No other anticorruption strategy incorporates the APUNCAC reporting strategy. No other anticorruption strategy criminalizes failure to obtain and submit beneficial owner information, for the array of transactions covered by APUNCAC, to a centralized, online database that is readily searchable by financial crime investigators. The creation of this type of database would expose the identity of criminals seeking to hide illicit gains through complicated transactions involving opaque offshore entities and bank secrecy havens. This type of exposure is necessary to end corruption and impunity. It can only be implemented through changes in laws that create a real risk of arrest and extradition whenever a guilty party travels to a State Party jurisdiction or a jurisdiction that maintains an extradition agreement with a State Party.
In contrast, the existing regulatory regime fails to implement anything like the APUNCAC Rule. In the United States, depository financial institutions are required to verify customer identity when a customer opens a bank account, but the customer is not required to provide a certification, under penalty of perjury, regarding the identity of the actual beneficial owner of the account—the customer is only required to sign a statement that the information that is provided is complete and correct “to the best of” the customer’s knowledge.295 This loophole permits criminals to hide their identities by employing other individuals to open and operate bank accounts that are, in fact, controlled by the criminals. A bank customer who opens an account at the direction of a criminal might choose to assert that he or she (i.e., the customer) was unaware that the account was controlled by another person (i.e., the criminal). The existing regulatory regime does not discourage or prevent this type of deception. The existing system depends on an assertion by the bank customer about the identity of the beneficial owner that may or may not be true.

Extracted data entries:
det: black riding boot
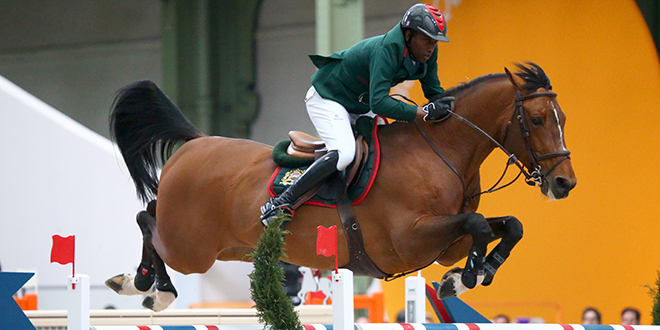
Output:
[261,150,339,226]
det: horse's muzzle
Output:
[541,175,577,200]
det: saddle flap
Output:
[289,131,325,153]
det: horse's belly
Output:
[156,137,274,273]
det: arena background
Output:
[0,0,660,324]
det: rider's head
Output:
[401,3,449,62]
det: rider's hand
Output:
[422,96,454,121]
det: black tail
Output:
[110,80,204,203]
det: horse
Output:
[106,62,577,310]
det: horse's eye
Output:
[532,117,543,126]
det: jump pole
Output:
[90,323,660,330]
[336,268,355,330]
[67,274,90,330]
[405,271,426,323]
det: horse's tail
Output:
[110,80,205,203]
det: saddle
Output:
[268,117,390,278]
[286,131,369,202]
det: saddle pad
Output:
[268,117,380,207]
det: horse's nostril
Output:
[555,176,571,191]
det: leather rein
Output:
[413,91,571,213]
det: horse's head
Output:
[504,63,577,200]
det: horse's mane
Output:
[443,62,552,96]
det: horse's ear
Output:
[504,67,525,91]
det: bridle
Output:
[502,90,571,186]
[415,90,571,212]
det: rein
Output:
[399,91,571,212]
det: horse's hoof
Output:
[142,290,176,312]
[105,274,151,296]
[461,268,477,289]
[105,274,128,294]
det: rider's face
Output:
[405,30,438,63]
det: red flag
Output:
[316,226,337,257]
[50,235,76,265]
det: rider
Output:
[261,4,453,225]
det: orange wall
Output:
[383,0,660,324]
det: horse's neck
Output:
[383,79,515,194]
[448,80,515,176]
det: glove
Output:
[422,96,454,121]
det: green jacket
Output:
[309,24,444,121]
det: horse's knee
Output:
[465,213,493,243]
[505,217,523,243]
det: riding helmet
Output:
[401,3,449,42]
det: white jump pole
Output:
[405,271,426,323]
[67,274,89,330]
[332,268,355,330]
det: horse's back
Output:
[156,137,275,273]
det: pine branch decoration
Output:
[646,271,660,325]
[248,211,303,330]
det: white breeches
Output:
[305,86,355,171]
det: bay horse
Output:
[106,63,577,311]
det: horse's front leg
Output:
[438,216,523,299]
[401,213,494,289]
[481,216,523,286]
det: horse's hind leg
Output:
[136,208,178,312]
[105,200,162,295]
[481,216,523,286]
[134,200,156,291]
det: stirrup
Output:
[261,198,294,227]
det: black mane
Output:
[444,62,552,96]
[516,62,552,92]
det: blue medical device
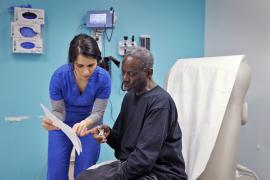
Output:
[86,10,114,29]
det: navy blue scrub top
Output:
[49,64,111,126]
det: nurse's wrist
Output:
[84,118,94,129]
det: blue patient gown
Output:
[47,64,111,180]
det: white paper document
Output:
[40,104,82,155]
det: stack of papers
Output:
[40,104,82,155]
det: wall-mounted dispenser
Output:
[118,36,137,56]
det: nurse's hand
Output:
[88,124,111,143]
[72,119,94,136]
[42,117,59,130]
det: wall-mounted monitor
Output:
[86,10,114,29]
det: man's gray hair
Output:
[125,47,154,69]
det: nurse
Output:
[42,34,111,180]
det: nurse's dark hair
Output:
[68,34,101,64]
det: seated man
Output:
[77,48,187,180]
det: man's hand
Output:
[42,117,59,130]
[88,124,110,143]
[72,119,94,136]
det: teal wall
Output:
[0,0,205,180]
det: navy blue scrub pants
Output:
[47,130,100,180]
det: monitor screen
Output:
[86,10,113,29]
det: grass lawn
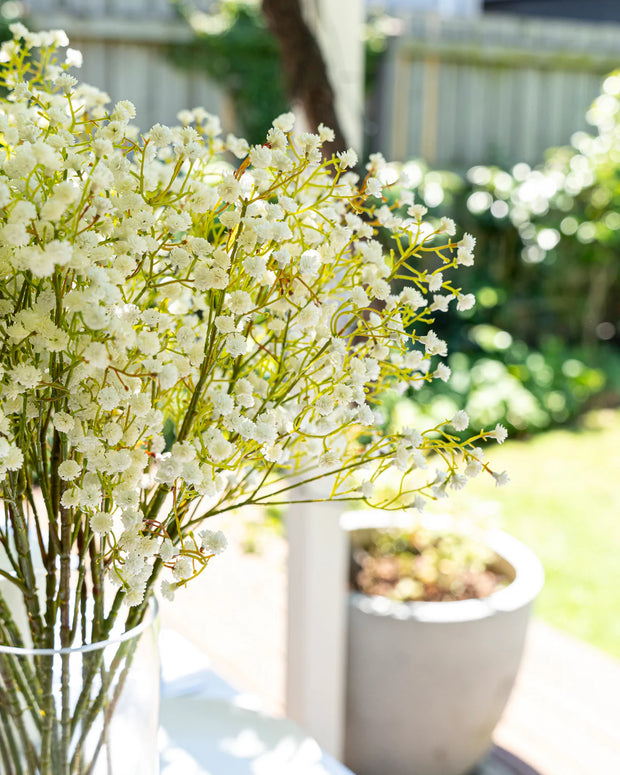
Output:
[446,411,620,658]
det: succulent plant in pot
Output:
[344,511,543,775]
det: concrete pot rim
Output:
[341,510,545,624]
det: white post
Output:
[286,0,365,759]
[286,490,348,759]
[302,0,366,153]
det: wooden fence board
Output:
[379,14,620,167]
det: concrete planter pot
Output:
[344,512,544,775]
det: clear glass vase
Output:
[0,600,159,775]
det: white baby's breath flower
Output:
[160,579,177,602]
[486,423,508,444]
[199,530,228,554]
[58,460,82,481]
[89,511,114,535]
[450,409,469,431]
[491,471,510,487]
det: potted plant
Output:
[344,511,543,775]
[0,24,504,775]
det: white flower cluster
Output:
[0,26,503,605]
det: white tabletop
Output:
[160,630,353,775]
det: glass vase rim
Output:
[0,596,159,657]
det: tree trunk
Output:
[262,0,348,157]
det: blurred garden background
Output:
[0,0,620,658]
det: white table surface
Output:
[160,630,353,775]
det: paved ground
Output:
[162,518,620,775]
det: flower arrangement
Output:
[0,24,505,772]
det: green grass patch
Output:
[454,411,620,658]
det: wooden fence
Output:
[377,10,620,168]
[28,0,228,131]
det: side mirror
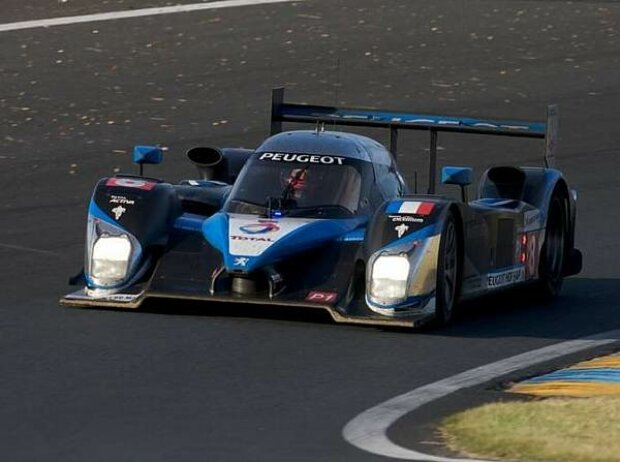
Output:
[441,167,474,186]
[133,145,164,176]
[133,146,164,165]
[441,167,474,202]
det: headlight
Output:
[370,255,409,305]
[90,234,131,286]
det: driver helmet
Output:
[283,168,308,199]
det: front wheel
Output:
[435,213,460,325]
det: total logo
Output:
[239,220,280,234]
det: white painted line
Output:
[0,244,59,257]
[342,329,620,462]
[0,0,305,32]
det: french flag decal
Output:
[385,201,435,217]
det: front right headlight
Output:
[369,255,410,305]
[90,234,132,286]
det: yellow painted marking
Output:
[509,382,620,397]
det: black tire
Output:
[435,212,461,325]
[537,190,567,301]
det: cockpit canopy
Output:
[224,152,366,218]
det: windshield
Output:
[224,152,362,218]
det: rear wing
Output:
[271,88,558,194]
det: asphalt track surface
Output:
[0,0,620,462]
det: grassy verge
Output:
[441,396,620,462]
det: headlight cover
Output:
[85,217,142,289]
[369,255,410,305]
[90,234,131,286]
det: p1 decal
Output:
[386,201,435,217]
[105,178,157,191]
[234,257,250,267]
[239,220,280,234]
[394,223,409,239]
[110,205,127,221]
[306,290,338,303]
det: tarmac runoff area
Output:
[508,353,620,397]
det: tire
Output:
[537,190,567,301]
[435,212,461,325]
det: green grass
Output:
[441,397,620,462]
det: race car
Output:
[61,89,582,326]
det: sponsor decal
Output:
[234,257,250,266]
[230,234,274,242]
[110,194,136,205]
[111,205,127,221]
[388,215,424,223]
[228,214,313,257]
[105,178,157,191]
[306,290,338,303]
[386,201,435,217]
[394,223,409,239]
[239,220,280,234]
[258,152,345,165]
[105,294,140,303]
[487,267,525,289]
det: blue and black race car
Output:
[61,89,581,326]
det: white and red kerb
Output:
[397,201,435,216]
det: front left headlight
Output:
[369,255,410,305]
[84,215,142,291]
[90,234,132,286]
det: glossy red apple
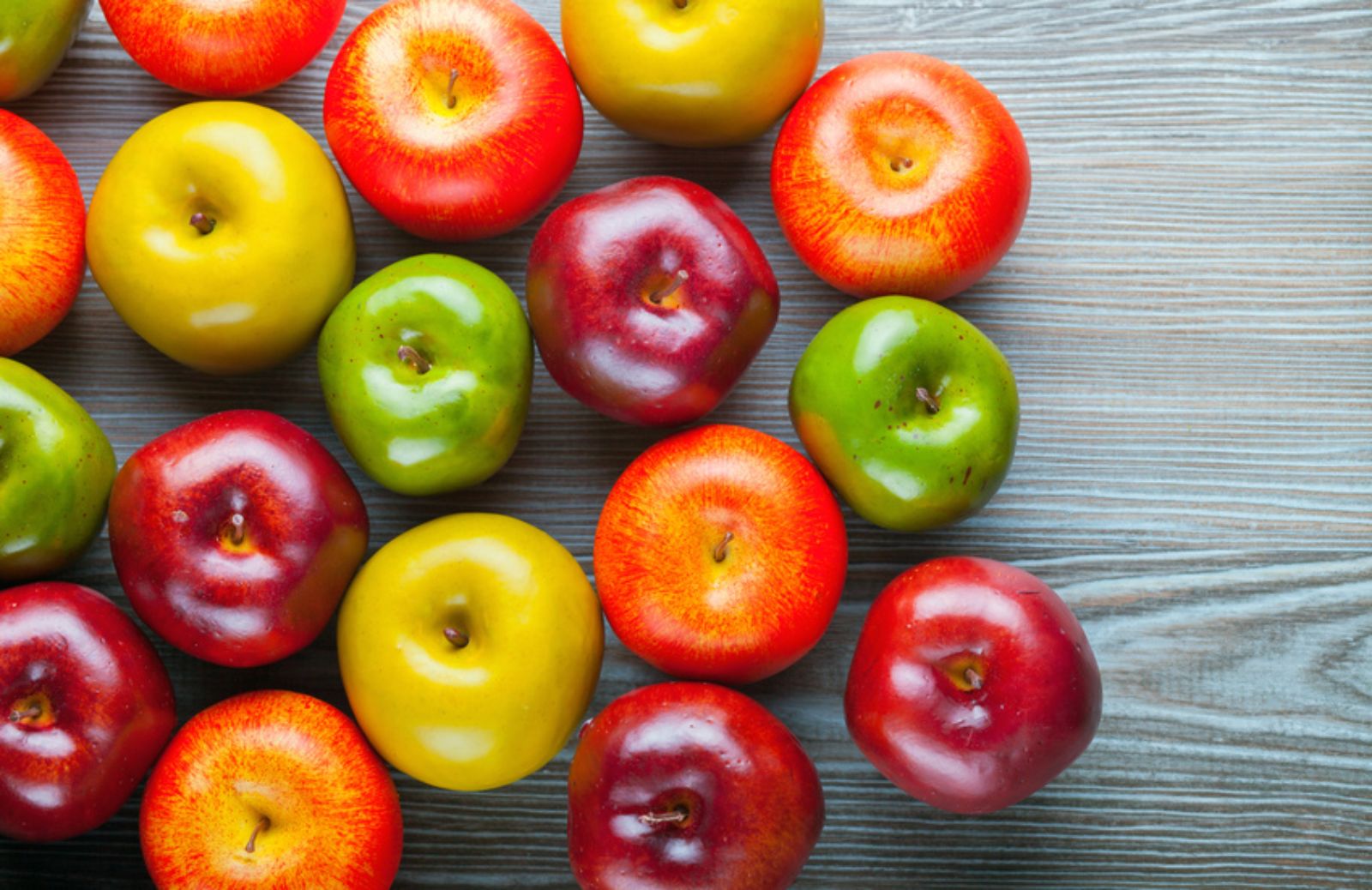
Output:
[0,581,176,840]
[527,177,780,425]
[139,691,402,890]
[567,683,825,890]
[110,412,368,668]
[771,52,1029,300]
[100,0,347,99]
[324,0,583,241]
[595,425,848,683]
[0,108,85,355]
[844,556,1100,813]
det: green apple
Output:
[0,0,91,101]
[791,296,1020,532]
[0,358,114,581]
[318,254,533,495]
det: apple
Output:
[567,683,825,890]
[87,101,354,375]
[110,412,368,668]
[139,691,402,890]
[595,425,848,683]
[318,254,533,495]
[0,111,85,355]
[0,581,176,842]
[324,0,581,241]
[100,0,347,99]
[339,513,605,791]
[0,358,115,581]
[0,0,91,100]
[563,0,825,147]
[791,296,1020,532]
[844,556,1100,813]
[527,177,780,425]
[771,52,1029,300]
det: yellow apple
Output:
[87,101,355,375]
[563,0,825,147]
[339,513,605,791]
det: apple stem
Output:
[647,268,690,306]
[229,513,247,547]
[638,806,690,828]
[713,532,734,562]
[395,344,434,375]
[243,816,272,853]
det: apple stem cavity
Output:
[638,806,690,828]
[9,705,43,723]
[243,816,272,853]
[647,268,690,306]
[395,344,434,376]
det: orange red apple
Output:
[100,0,347,99]
[595,425,848,683]
[771,52,1029,300]
[139,691,402,890]
[0,108,85,355]
[324,0,581,241]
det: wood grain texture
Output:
[0,0,1372,888]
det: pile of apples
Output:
[0,0,1102,888]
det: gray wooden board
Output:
[0,0,1372,888]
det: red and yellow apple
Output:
[87,101,355,375]
[0,108,85,355]
[844,556,1100,813]
[110,412,368,668]
[563,0,825,147]
[595,425,848,683]
[139,691,402,890]
[100,0,347,99]
[0,581,176,842]
[771,52,1029,300]
[324,0,581,241]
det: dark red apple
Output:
[844,556,1100,813]
[567,683,825,890]
[0,581,176,842]
[110,412,368,668]
[528,177,780,425]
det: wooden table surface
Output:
[0,0,1372,888]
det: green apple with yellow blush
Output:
[791,296,1020,532]
[318,254,533,495]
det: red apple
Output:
[110,412,368,668]
[844,556,1100,813]
[0,581,176,840]
[139,691,402,890]
[100,0,347,99]
[0,108,85,355]
[324,0,581,241]
[527,177,779,425]
[595,425,848,683]
[567,683,825,890]
[773,52,1029,300]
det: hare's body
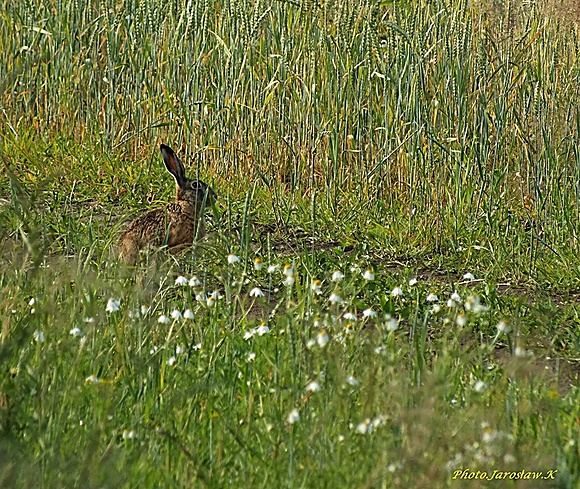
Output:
[116,145,217,265]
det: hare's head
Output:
[161,144,217,208]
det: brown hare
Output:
[116,144,217,265]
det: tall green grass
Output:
[0,0,580,488]
[0,1,580,282]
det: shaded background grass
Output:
[0,0,580,487]
[0,0,580,282]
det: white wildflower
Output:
[363,307,377,318]
[316,330,330,348]
[328,293,342,304]
[188,275,201,287]
[256,323,270,336]
[355,418,373,435]
[250,287,264,297]
[391,287,403,297]
[175,275,189,285]
[284,275,296,287]
[310,280,322,295]
[331,270,344,282]
[363,270,375,280]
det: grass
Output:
[0,0,580,488]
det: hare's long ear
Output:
[161,144,187,188]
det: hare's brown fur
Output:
[116,145,217,265]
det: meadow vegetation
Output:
[0,0,580,488]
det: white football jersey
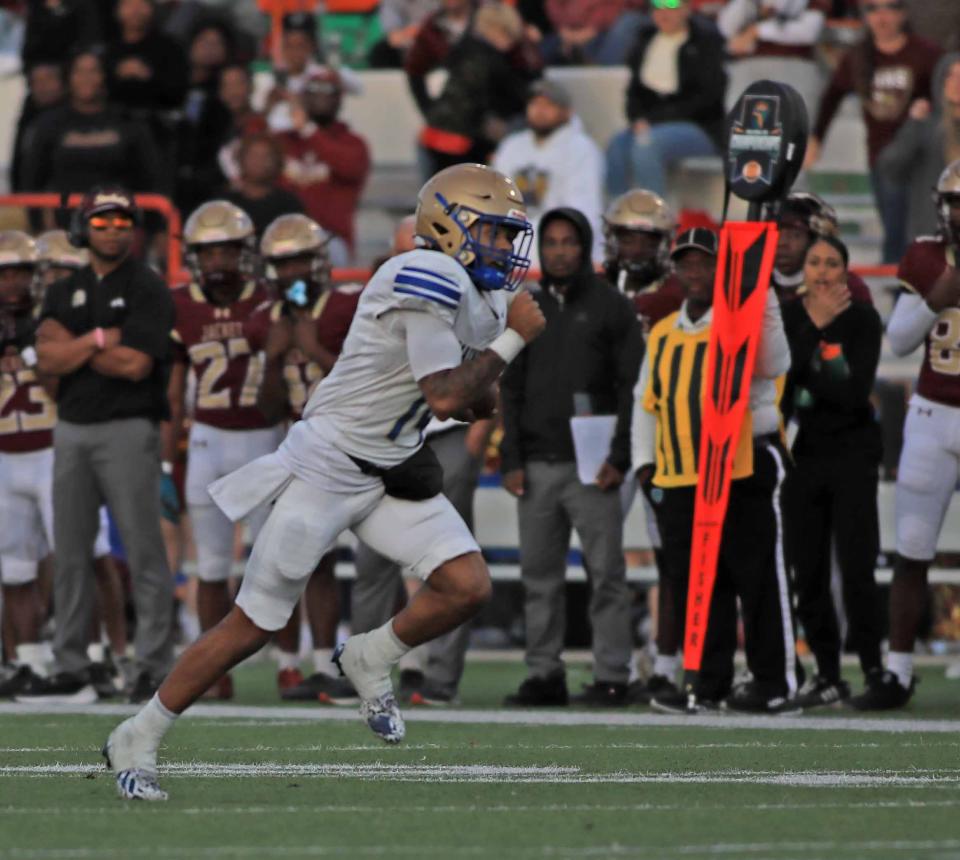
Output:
[285,245,508,466]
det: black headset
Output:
[64,185,143,248]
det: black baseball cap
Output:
[670,227,720,258]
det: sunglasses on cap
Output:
[90,213,133,230]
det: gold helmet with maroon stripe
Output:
[933,159,960,251]
[603,188,677,284]
[0,230,40,314]
[260,213,330,298]
[183,200,256,298]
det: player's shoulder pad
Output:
[381,249,472,313]
[333,281,364,296]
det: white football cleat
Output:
[102,718,168,800]
[333,634,407,744]
[117,769,169,801]
[360,693,407,744]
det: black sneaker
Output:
[410,679,460,708]
[503,675,570,708]
[850,669,917,711]
[0,666,39,699]
[627,675,680,705]
[793,675,850,710]
[87,663,120,699]
[14,672,97,705]
[127,671,160,705]
[280,672,360,705]
[570,681,627,708]
[397,669,424,702]
[650,684,719,717]
[720,681,803,716]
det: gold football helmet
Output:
[416,164,533,290]
[0,230,40,314]
[933,159,960,250]
[183,200,255,298]
[260,214,330,298]
[603,188,677,284]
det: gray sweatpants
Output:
[351,426,480,688]
[519,462,633,683]
[53,418,173,680]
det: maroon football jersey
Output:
[171,282,270,430]
[249,284,361,420]
[633,275,683,333]
[897,237,960,406]
[0,368,57,454]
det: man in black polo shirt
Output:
[29,188,174,701]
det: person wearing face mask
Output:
[279,67,370,267]
[782,236,883,708]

**Written tasks:**
1 > Rewrite the anticorruption passage between "No other anticorruption strategy incorporates" and "a State Party.", inclusive, putting "registry" wherever "database" appears.
2 > List every line of the records that contains the string "surface", matching case exactly.

**Written answers:**
1 >
No other anticorruption strategy incorporates the APUNCAC reporting strategy. No other anticorruption strategy criminalizes failure to obtain and submit beneficial owner information, for the array of transactions covered by APUNCAC, to a centralized, online registry that is readily searchable by financial crime investigators. The creation of this type of registry would expose the identity of criminals seeking to hide illicit gains through complicated transactions involving opaque offshore entities and bank secrecy havens. This type of exposure is necessary to end corruption and impunity. It can only be implemented through changes in laws that create a real risk of arrest and extradition whenever a guilty party travels to a State Party jurisdiction or a jurisdiction that maintains an extradition agreement with a State Party.

2 >
det: white table surface
det: asphalt track surface
det: wooden table surface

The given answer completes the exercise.